● **Available data**
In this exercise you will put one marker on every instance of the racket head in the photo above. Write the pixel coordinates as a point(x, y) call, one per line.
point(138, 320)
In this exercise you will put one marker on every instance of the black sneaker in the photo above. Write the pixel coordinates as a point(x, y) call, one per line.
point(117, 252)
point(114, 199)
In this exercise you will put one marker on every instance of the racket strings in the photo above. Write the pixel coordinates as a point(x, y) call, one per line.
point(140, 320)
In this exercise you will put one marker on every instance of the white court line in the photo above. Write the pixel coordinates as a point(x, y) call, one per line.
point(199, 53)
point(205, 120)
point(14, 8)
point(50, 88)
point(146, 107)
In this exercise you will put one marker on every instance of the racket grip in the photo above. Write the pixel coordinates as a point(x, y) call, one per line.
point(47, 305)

● **Your objective**
Put every line of the records above into a JSON list of strings, with one string per line and blank lines omitted.

● **Result below**
[
  "In this exercise you will put one marker on every instance of the racket head in the photo above. Write the pixel coordinates as a point(x, y) call, one per line.",
  "point(138, 320)",
  "In this exercise you will put one marker on every instance of the black sneaker in the photo above. Write the pixel coordinates as a point(x, y) call, one per line.",
  "point(117, 252)",
  "point(114, 199)",
  "In this exercise you will put one marker on every instance of the racket strings in the photo above. Write the pixel coordinates as a point(x, y) call, one per line.",
  "point(140, 320)",
  "In this exercise you will put one marker on every instance of the white court line in the photo above. Write the pixel coordinates as a point(x, y) call, one per line.",
  "point(199, 53)",
  "point(205, 120)",
  "point(14, 8)",
  "point(50, 88)",
  "point(146, 107)",
  "In this exercise you will put one marker on every instance of the racket grip in the photo above. Write the pixel coordinates as a point(x, y) call, one per line.",
  "point(47, 305)"
]